• TASK TO CARRY OUT
Only the lines from the one containing "Retail shelf-audit station: indicate every instance of the rock" to the end of the records belong in the output; print them exactly.

• RECORDS PROVIDED
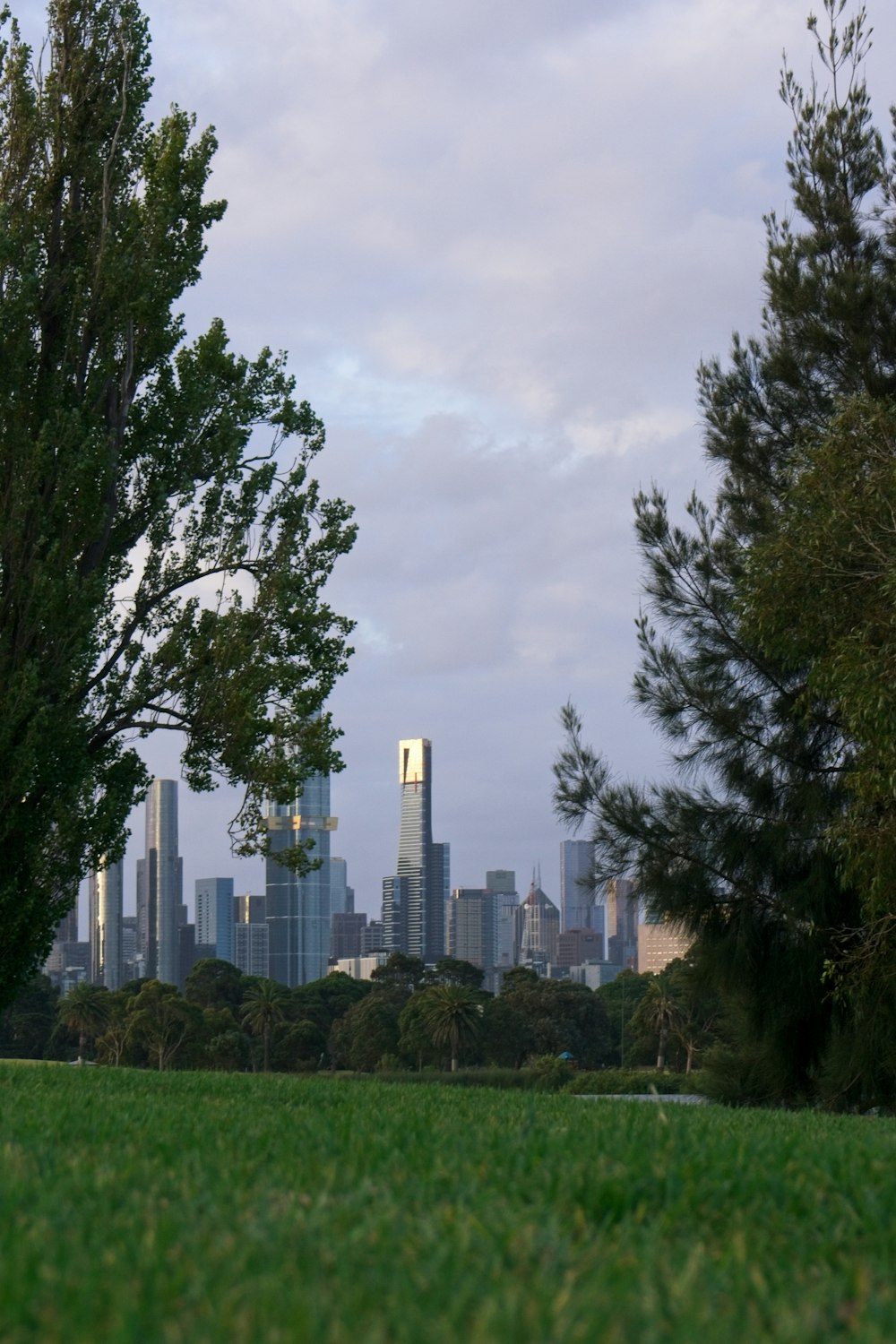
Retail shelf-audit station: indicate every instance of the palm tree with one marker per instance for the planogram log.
(452, 1015)
(659, 1012)
(86, 1010)
(263, 1008)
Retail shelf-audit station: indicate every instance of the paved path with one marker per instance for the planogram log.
(680, 1098)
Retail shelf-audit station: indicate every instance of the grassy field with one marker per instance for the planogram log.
(204, 1207)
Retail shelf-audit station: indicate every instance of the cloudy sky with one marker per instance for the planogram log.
(495, 238)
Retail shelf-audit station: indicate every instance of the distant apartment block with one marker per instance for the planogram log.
(470, 925)
(346, 935)
(215, 916)
(579, 945)
(576, 894)
(360, 968)
(105, 914)
(659, 943)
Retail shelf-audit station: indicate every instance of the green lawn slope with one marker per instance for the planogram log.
(203, 1207)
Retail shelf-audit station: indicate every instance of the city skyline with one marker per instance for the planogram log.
(528, 226)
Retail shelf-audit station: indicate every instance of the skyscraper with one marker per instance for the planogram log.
(215, 916)
(576, 897)
(105, 905)
(538, 927)
(471, 926)
(298, 909)
(414, 897)
(160, 881)
(506, 900)
(622, 922)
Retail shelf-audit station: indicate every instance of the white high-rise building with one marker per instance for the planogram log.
(105, 905)
(298, 909)
(160, 881)
(414, 898)
(576, 895)
(215, 916)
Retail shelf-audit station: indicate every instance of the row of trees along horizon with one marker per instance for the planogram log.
(406, 1016)
(137, 462)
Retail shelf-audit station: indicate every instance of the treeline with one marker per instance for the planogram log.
(767, 644)
(406, 1018)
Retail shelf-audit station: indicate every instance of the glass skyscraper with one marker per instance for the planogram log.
(298, 908)
(215, 916)
(105, 903)
(160, 882)
(576, 894)
(414, 897)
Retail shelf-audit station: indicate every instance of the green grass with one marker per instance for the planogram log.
(201, 1207)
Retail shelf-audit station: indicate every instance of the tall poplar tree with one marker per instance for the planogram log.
(163, 548)
(735, 846)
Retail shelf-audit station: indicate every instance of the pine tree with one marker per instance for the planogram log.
(737, 844)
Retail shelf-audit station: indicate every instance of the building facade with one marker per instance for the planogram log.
(160, 882)
(298, 908)
(414, 895)
(659, 943)
(622, 924)
(576, 892)
(470, 926)
(215, 916)
(538, 929)
(105, 908)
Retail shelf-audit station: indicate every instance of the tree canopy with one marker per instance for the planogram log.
(163, 547)
(739, 843)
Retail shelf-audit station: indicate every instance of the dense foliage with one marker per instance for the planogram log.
(230, 1021)
(766, 647)
(163, 548)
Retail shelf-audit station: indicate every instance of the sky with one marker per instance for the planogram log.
(495, 239)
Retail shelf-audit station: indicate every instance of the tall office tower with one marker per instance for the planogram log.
(576, 895)
(538, 927)
(67, 926)
(622, 922)
(470, 926)
(341, 897)
(298, 908)
(501, 881)
(215, 916)
(346, 935)
(414, 897)
(575, 946)
(659, 943)
(252, 949)
(105, 905)
(506, 900)
(160, 881)
(250, 909)
(373, 937)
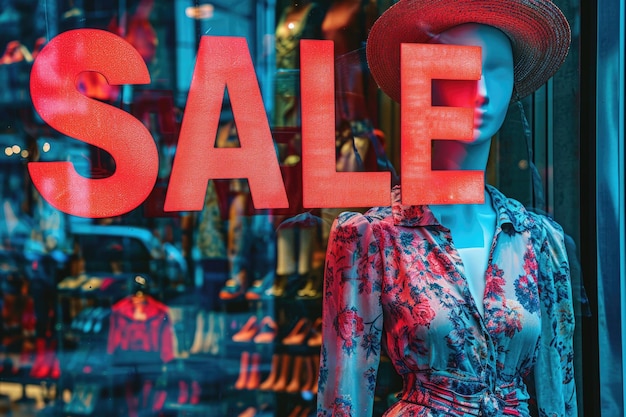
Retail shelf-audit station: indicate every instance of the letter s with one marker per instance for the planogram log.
(60, 104)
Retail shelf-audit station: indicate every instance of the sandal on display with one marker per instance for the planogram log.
(232, 289)
(267, 331)
(260, 287)
(248, 331)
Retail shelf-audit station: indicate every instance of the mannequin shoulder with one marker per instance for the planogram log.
(359, 220)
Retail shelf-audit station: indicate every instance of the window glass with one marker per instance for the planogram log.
(217, 309)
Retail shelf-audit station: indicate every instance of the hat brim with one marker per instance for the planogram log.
(539, 33)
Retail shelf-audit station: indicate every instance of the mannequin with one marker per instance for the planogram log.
(461, 297)
(472, 225)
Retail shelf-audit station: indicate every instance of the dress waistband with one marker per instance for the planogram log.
(470, 398)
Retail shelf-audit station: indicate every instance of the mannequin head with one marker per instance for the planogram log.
(491, 95)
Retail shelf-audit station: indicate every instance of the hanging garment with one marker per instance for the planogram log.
(396, 268)
(148, 340)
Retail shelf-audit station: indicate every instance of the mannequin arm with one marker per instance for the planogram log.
(352, 319)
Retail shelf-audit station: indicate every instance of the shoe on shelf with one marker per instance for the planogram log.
(267, 331)
(259, 287)
(248, 331)
(232, 289)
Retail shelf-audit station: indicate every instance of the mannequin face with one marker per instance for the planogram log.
(490, 96)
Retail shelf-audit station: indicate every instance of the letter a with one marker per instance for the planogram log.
(322, 185)
(224, 62)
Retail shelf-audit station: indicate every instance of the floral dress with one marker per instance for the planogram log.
(394, 278)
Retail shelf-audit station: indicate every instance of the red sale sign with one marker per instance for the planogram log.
(225, 63)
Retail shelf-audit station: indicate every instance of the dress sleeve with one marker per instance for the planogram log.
(554, 371)
(352, 319)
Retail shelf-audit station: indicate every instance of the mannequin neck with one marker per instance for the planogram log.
(471, 225)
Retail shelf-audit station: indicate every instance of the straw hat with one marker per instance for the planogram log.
(539, 34)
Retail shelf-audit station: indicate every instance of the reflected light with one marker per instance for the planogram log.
(203, 11)
(523, 164)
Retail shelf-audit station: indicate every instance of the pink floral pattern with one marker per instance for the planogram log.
(395, 268)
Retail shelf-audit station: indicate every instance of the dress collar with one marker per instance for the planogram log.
(510, 212)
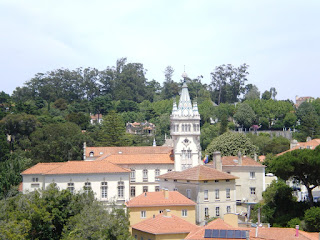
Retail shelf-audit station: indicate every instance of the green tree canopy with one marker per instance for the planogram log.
(230, 143)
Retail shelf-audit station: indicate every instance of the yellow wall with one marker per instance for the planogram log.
(147, 236)
(135, 213)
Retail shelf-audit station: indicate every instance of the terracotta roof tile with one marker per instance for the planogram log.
(161, 224)
(198, 173)
(312, 144)
(158, 199)
(98, 151)
(140, 159)
(75, 167)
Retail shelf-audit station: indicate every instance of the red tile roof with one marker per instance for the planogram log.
(74, 167)
(198, 173)
(158, 199)
(312, 144)
(162, 224)
(127, 150)
(140, 159)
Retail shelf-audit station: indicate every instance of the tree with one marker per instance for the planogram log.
(312, 219)
(244, 115)
(302, 165)
(57, 142)
(230, 143)
(228, 82)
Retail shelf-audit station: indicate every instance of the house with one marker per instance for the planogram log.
(143, 128)
(220, 230)
(164, 226)
(150, 204)
(108, 181)
(213, 191)
(250, 182)
(96, 119)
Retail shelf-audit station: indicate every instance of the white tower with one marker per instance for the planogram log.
(185, 131)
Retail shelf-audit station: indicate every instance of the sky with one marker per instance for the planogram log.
(279, 40)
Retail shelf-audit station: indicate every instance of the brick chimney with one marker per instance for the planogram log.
(217, 163)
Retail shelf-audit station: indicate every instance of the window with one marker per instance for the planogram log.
(206, 212)
(71, 187)
(157, 173)
(228, 193)
(87, 187)
(120, 189)
(132, 191)
(104, 189)
(189, 193)
(184, 213)
(133, 175)
(35, 179)
(228, 209)
(217, 211)
(217, 194)
(205, 195)
(145, 175)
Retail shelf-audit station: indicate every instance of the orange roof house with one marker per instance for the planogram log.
(150, 204)
(163, 226)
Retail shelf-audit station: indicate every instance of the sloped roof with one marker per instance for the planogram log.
(75, 167)
(140, 159)
(158, 199)
(312, 144)
(198, 173)
(98, 151)
(162, 224)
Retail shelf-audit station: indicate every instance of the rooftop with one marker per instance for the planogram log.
(162, 224)
(198, 173)
(158, 199)
(74, 167)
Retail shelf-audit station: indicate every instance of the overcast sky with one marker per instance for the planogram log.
(279, 40)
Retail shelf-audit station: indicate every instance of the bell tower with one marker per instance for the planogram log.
(185, 131)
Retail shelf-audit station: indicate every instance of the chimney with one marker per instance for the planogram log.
(84, 150)
(167, 213)
(166, 193)
(240, 158)
(217, 161)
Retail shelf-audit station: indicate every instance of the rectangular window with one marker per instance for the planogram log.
(206, 212)
(71, 187)
(104, 190)
(228, 209)
(217, 211)
(184, 213)
(132, 191)
(35, 179)
(217, 194)
(157, 173)
(133, 175)
(228, 193)
(87, 187)
(145, 175)
(120, 189)
(189, 193)
(205, 193)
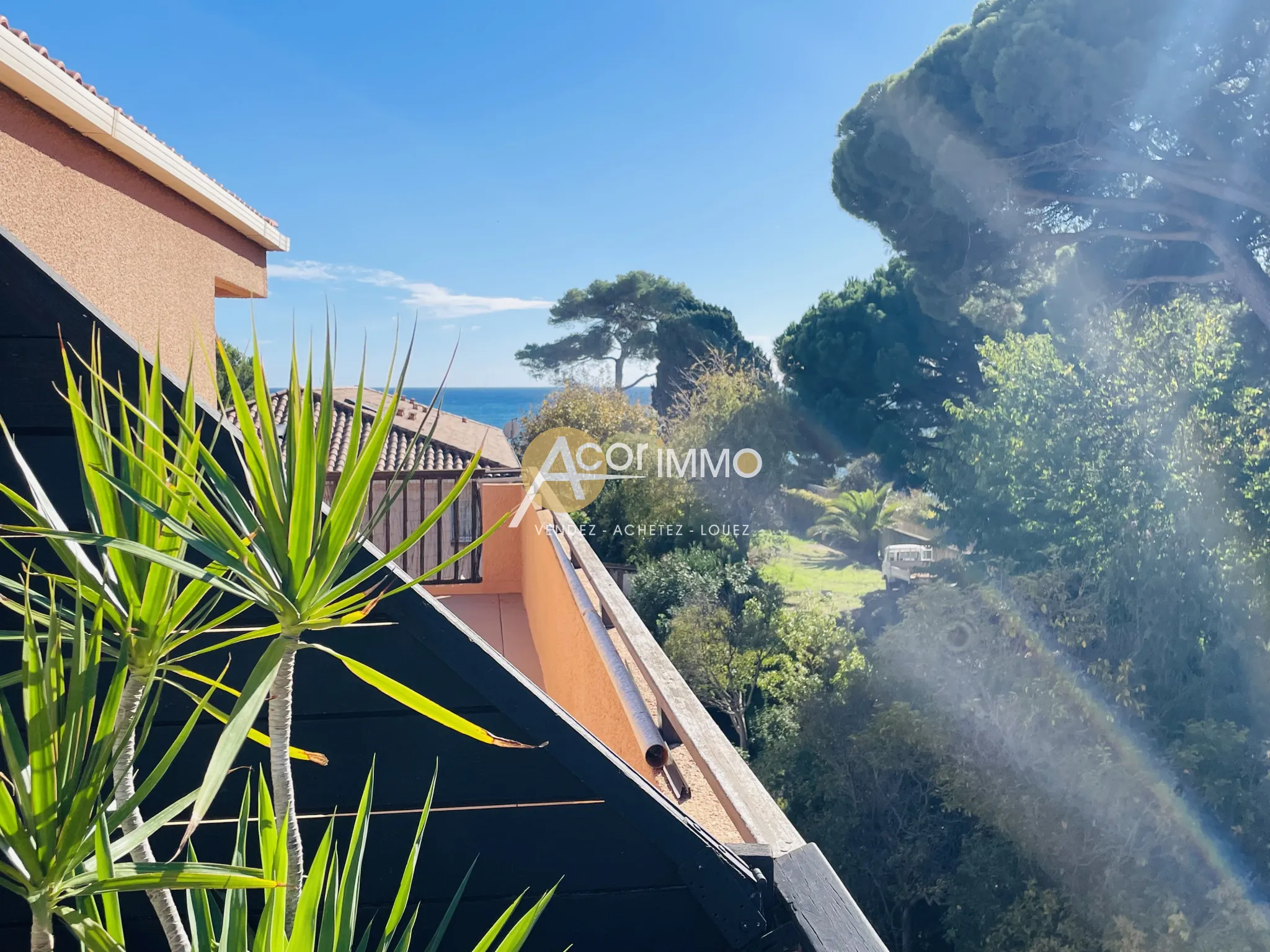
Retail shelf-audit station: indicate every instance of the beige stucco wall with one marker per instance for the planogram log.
(523, 560)
(148, 258)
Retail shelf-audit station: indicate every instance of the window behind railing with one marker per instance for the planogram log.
(413, 501)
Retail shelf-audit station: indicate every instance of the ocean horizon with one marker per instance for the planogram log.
(497, 405)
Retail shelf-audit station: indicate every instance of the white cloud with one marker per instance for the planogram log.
(433, 300)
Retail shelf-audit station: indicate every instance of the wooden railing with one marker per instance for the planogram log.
(413, 501)
(748, 804)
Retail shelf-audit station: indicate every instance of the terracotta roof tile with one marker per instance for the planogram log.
(440, 456)
(43, 51)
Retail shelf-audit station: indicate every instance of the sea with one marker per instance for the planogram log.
(497, 405)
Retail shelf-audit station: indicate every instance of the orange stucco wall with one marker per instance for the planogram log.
(572, 672)
(148, 258)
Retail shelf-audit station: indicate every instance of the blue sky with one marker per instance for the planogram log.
(470, 162)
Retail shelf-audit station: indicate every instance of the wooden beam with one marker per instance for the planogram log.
(825, 912)
(748, 804)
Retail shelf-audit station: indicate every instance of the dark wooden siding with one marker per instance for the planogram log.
(637, 874)
(412, 500)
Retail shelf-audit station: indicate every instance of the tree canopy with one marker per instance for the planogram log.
(618, 323)
(690, 335)
(1135, 131)
(877, 369)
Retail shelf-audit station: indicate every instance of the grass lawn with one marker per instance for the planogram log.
(802, 565)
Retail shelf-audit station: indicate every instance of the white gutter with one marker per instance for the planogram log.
(32, 75)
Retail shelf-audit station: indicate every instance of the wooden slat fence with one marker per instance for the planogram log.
(414, 500)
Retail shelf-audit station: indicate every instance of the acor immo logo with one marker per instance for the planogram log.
(564, 469)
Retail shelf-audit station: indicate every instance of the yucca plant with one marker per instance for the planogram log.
(144, 601)
(327, 914)
(277, 546)
(56, 824)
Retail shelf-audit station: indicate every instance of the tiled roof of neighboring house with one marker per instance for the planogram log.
(438, 456)
(111, 139)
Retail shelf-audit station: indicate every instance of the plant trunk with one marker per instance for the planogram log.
(280, 771)
(125, 744)
(41, 928)
(1245, 273)
(738, 721)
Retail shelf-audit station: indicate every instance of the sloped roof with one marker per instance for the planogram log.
(31, 71)
(636, 870)
(398, 452)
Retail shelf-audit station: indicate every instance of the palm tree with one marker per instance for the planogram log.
(853, 518)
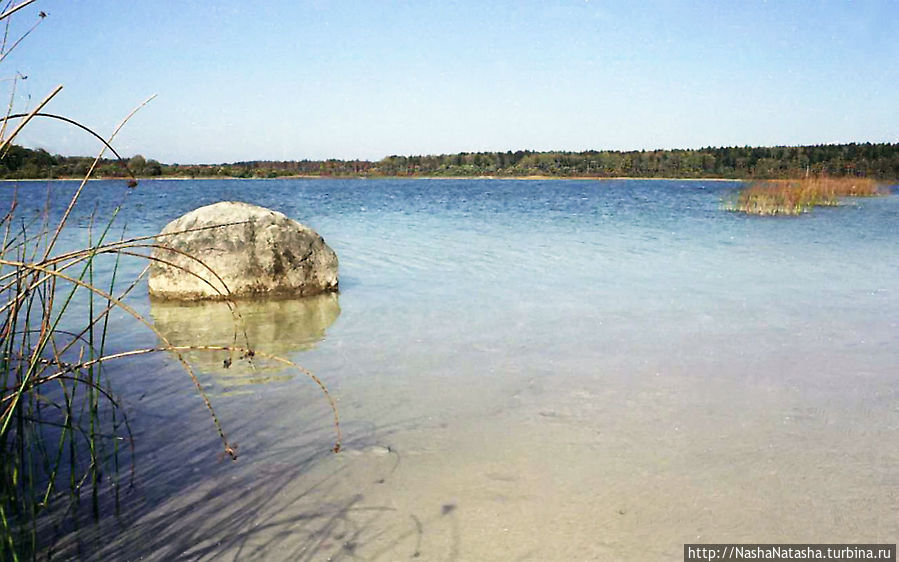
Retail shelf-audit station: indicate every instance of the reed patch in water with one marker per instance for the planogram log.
(794, 197)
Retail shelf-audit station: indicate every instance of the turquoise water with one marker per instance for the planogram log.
(526, 370)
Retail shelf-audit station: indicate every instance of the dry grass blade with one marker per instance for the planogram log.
(28, 117)
(137, 316)
(15, 9)
(794, 197)
(77, 194)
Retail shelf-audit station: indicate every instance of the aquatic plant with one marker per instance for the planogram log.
(793, 197)
(64, 438)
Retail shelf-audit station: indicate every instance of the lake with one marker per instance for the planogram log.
(524, 370)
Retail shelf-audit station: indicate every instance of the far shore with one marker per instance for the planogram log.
(312, 177)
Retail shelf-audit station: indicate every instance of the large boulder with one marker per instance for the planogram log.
(254, 250)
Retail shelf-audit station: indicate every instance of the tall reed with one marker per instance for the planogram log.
(793, 197)
(65, 441)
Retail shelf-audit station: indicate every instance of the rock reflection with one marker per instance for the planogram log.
(278, 327)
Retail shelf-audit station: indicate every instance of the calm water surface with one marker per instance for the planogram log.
(525, 370)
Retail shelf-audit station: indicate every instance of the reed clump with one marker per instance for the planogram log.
(797, 196)
(65, 442)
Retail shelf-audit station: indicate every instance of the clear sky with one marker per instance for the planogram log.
(292, 79)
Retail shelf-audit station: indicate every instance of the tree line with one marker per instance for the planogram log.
(874, 160)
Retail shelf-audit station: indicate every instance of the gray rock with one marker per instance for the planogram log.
(265, 253)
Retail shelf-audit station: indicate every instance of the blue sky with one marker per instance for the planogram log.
(293, 80)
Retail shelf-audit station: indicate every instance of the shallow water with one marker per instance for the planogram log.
(546, 370)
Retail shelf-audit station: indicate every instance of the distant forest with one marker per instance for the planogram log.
(880, 161)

• ANSWER TO THIS PROBLEM
Retail shelf-audit station: indicate every instance of the rock reflection with one marker per instance for the planogram log.
(278, 327)
Retail shelf-audit station: indicate every instance of the calm water surface with one marker per instance for the planogram log.
(525, 370)
Retail shelf-audit station: indicate every instance of the reed clump with one marker per instance for the planogram log.
(797, 196)
(65, 442)
Retail shelf-audit station: indicate every instance of the clear sky with one marker per instance for the planogram log.
(292, 79)
Retail shelf-audit station: indicate every instance of the tree line with one marker per instance for the planogram log.
(874, 160)
Retail shelf-audit station: indicate every instance of the gray rock with one marker per instance for the planogram log.
(265, 253)
Retail shelf-audit station: indicate every instance of the blue sky with one marker per instance for the planogram log.
(293, 80)
Retail shelf-audit station: indicate every instance of the shallow water with one marker per instance for the planogram log.
(546, 370)
Retail shelf-audit station: indicate every instance of the distant forest with one marker per instance for the planogram log.
(880, 161)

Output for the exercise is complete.